Data provided
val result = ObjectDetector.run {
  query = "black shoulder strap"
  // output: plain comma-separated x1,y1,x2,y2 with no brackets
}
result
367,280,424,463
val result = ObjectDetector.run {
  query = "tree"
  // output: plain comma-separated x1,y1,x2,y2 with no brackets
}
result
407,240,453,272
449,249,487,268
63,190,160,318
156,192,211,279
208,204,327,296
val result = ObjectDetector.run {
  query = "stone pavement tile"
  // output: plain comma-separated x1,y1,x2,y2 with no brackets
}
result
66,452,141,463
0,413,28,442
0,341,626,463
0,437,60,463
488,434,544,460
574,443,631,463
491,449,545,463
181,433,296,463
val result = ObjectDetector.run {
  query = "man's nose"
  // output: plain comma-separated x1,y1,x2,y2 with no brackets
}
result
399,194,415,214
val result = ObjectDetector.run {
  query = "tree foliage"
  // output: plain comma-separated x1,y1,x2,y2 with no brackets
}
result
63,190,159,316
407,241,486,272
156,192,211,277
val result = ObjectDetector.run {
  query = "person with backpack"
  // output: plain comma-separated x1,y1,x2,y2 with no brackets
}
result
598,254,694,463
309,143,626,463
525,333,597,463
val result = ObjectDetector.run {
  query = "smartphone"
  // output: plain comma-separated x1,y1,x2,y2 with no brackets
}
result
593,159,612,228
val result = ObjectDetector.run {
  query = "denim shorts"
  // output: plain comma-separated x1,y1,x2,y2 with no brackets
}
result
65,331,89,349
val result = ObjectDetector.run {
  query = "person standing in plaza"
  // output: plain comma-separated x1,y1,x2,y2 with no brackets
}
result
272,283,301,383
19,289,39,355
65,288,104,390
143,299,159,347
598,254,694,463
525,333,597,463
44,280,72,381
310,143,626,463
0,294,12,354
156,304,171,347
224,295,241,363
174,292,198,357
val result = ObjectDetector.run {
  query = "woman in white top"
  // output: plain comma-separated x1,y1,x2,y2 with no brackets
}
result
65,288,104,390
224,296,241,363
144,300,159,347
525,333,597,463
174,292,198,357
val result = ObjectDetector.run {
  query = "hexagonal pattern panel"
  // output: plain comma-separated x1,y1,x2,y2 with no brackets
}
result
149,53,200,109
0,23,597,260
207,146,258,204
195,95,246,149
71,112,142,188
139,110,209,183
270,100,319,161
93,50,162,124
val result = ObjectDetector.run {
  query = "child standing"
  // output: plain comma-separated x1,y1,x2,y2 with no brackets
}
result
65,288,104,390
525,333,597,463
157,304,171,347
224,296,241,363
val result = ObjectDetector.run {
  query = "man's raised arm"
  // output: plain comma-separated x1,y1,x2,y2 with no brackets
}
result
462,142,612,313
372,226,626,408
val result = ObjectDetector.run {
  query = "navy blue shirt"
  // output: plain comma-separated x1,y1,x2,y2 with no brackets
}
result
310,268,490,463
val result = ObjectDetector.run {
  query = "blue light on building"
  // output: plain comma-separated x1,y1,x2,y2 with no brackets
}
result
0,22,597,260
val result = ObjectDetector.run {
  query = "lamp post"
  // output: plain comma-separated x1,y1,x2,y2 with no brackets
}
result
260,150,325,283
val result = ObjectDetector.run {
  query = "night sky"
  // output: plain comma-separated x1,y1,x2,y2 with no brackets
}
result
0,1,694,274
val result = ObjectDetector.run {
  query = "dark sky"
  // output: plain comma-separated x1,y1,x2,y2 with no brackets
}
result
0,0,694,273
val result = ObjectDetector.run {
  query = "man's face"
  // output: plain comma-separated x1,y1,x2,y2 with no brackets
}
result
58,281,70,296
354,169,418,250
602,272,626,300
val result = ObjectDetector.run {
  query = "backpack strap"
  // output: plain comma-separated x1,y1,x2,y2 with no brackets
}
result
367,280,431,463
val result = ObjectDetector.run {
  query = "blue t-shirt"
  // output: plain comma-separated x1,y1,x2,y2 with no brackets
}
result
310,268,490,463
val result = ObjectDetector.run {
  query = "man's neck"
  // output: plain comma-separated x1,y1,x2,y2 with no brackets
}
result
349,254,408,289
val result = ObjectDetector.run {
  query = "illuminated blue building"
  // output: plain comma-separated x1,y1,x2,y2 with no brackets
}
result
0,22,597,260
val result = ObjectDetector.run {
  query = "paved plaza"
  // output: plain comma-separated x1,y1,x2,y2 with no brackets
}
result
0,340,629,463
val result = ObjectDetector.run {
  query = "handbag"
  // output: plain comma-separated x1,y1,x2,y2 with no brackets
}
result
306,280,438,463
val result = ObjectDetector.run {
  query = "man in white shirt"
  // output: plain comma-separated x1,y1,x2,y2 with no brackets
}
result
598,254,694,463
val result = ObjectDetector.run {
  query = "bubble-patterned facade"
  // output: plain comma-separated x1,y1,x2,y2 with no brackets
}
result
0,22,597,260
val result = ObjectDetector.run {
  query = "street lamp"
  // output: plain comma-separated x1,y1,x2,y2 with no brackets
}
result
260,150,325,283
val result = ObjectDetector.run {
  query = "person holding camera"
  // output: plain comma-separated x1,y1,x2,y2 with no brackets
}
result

Prompt
Tally how many lines in the entries above contain the string "white", counting only matches with the same capitalization. Reply with the number alone.

Result for this task
2